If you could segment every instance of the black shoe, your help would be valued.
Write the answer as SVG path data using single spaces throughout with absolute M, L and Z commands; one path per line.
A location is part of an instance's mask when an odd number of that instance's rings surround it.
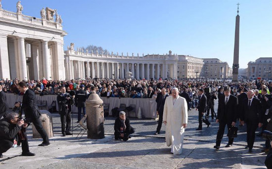
M 232 144 L 227 144 L 227 145 L 226 145 L 225 147 L 229 147 L 232 146 Z
M 71 132 L 70 132 L 70 131 L 66 132 L 65 133 L 65 134 L 66 134 L 66 135 L 72 135 L 72 133 Z
M 47 146 L 47 145 L 48 145 L 49 144 L 50 144 L 50 142 L 49 142 L 48 143 L 42 142 L 42 144 L 39 144 L 38 146 Z
M 35 154 L 31 152 L 22 153 L 22 156 L 35 156 Z
M 216 148 L 217 150 L 219 150 L 219 149 L 220 149 L 220 146 L 217 146 L 217 145 L 215 145 L 214 146 L 214 148 Z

Given instruction:
Every record gets retyped exactly; no picture goes into the copy.

Answer to this exercise:
If you could segment every instance of the black shoe, your help would be valued.
Write the answer as SVG path data using single spaces throughout with absolute M, L and Z commands; one path per line.
A location is part of an instance's mask when an odd number of that instance's rings surround it.
M 232 144 L 227 144 L 227 145 L 226 145 L 225 147 L 229 147 L 232 146 Z
M 71 132 L 70 132 L 70 131 L 66 132 L 65 133 L 65 134 L 66 134 L 66 135 L 72 135 L 72 133 Z
M 47 146 L 47 145 L 48 145 L 49 144 L 50 144 L 50 142 L 49 142 L 48 143 L 42 142 L 42 144 L 39 144 L 38 146 Z
M 35 154 L 31 152 L 22 153 L 22 156 L 35 156 Z
M 216 148 L 217 150 L 219 150 L 219 149 L 220 149 L 220 146 L 217 146 L 217 145 L 215 145 L 214 146 L 214 148 Z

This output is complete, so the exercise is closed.